Document section:
******

Todd applied for the discovery of what it considered to be "missing attachments", which were files that were attached to and referred to in discovered emails. Shell defended the application on the basis that the attachments were not relevant to the issues in the proceeding. It relied on ANZ National Bank Ltd v Commissioner of Inland Revenue (2008) 18 PRNZ 916 as authority for the proposition that reference to a document in a discovered document does not render the undiscovered document presumptively relevant.
The Court accepted Shell's submission that the attachments were not automatically relevant and so went on to consider the relevance of each attachment separately. Most, but not all, of the attachments were held to be relevant in their own right and so had to be discovered. In reaching its decision, the Court clearly viewed the attachments as separate documents rather than being part of a single electronic communication.
This decision, in combination with the previous interlocutory decision of July 2008, demonstrates the conceptual difficulties which can arise from the discovery of emails. Most of the difficulties stem from approaching discovery of emails by treating a printout of an email as the document itself. An email is an electronic communication which includes all of its components, including attachments, if any. A printout of an email is not a duplication of it but rather a physical representation of the limited information produced by the print function of the email application. Much useful information held in the electronic file does not appear in the printout of the email. Strictly, an email ought to be discovered in its original form as an electronic file rather than as a hard copy printout. If it is not, discovery of email printouts gives rise to the sorts of issues which have been the subject of this and the previous decision.
Viewed as an electronic document, an email includes all of its elements such as the reproduced copies of preceding emails in the chain and any attachments. As a single communication, an email would be discovered as a whole and not artificially carved into smaller pieces as the result of the limits of the print function of the particular email application.
If emails are viewed in this way, the result would be production of the entire electronic communication. This is not inconsistent with the rule in ANZ National Bank Ltd v CIR, which concerned documents, such as letters, referred to in the content of an entirely separate document, such as a file note. The documents in such a case clearly have a separate existence from one another and so do not form constituent parts of a single communication. This is different from an email and its attachments which arguably constitute a single electronic communication (although the argument was not advanced in this way by the applicant). Reference to an attachment in an email is not reference to a separate document but to part of the same single communication. If an email is considered relevant, then all of its constituent parts would need to be discovered as a whole just as an entire letter would have to be discovered if only a single paragraph were relevant.
If the parties to this litigation had began by providing electronic discovery of relevant emails, the conceptual difficulties that have arisen from treating electronic documents as equivalent to their hard copy printouts would have been avoided. When the choice is made to exchange only hard copy representations of the emails, regard must be had to the type of document that is being provided, and to what the Court will regard as the "document". By endorsing the treatment of emails as no more than their hardcopy printouts, the Court's decision has encouraged parties to choose to provide discovery of emails in printout form only because the Court's analysis (treating attachments and quoted prior emails as separate documents) potentially favours the producing party in such cases. The applicant would have been in a stronger position if it had insisted on discovery and inspection of the electronic files rather than printouts.

******

(Point annotation records)
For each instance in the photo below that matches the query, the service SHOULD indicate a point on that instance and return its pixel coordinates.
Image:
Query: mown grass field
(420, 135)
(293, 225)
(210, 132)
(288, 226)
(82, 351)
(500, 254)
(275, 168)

******

Requirement 1: Reproduce the stretch of the note on email discovery from "The Court accepted" through "single electronic communication.", word for word.
Requirement 2: List every party named in the note on email discovery, including those in the cited case.

Output 1:
The Court accepted Shell's submission that the attachments were not automatically relevant and so went on to consider the relevance of each attachment separately. Most, but not all, of the attachments were held to be relevant in their own right and so had to be discovered. In reaching its decision, the Court clearly viewed the attachments as separate documents rather than being part of a single electronic communication.

Output 2:
Todd
Shell
ANZ National Bank Ltd
Commissioner of Inland Revenue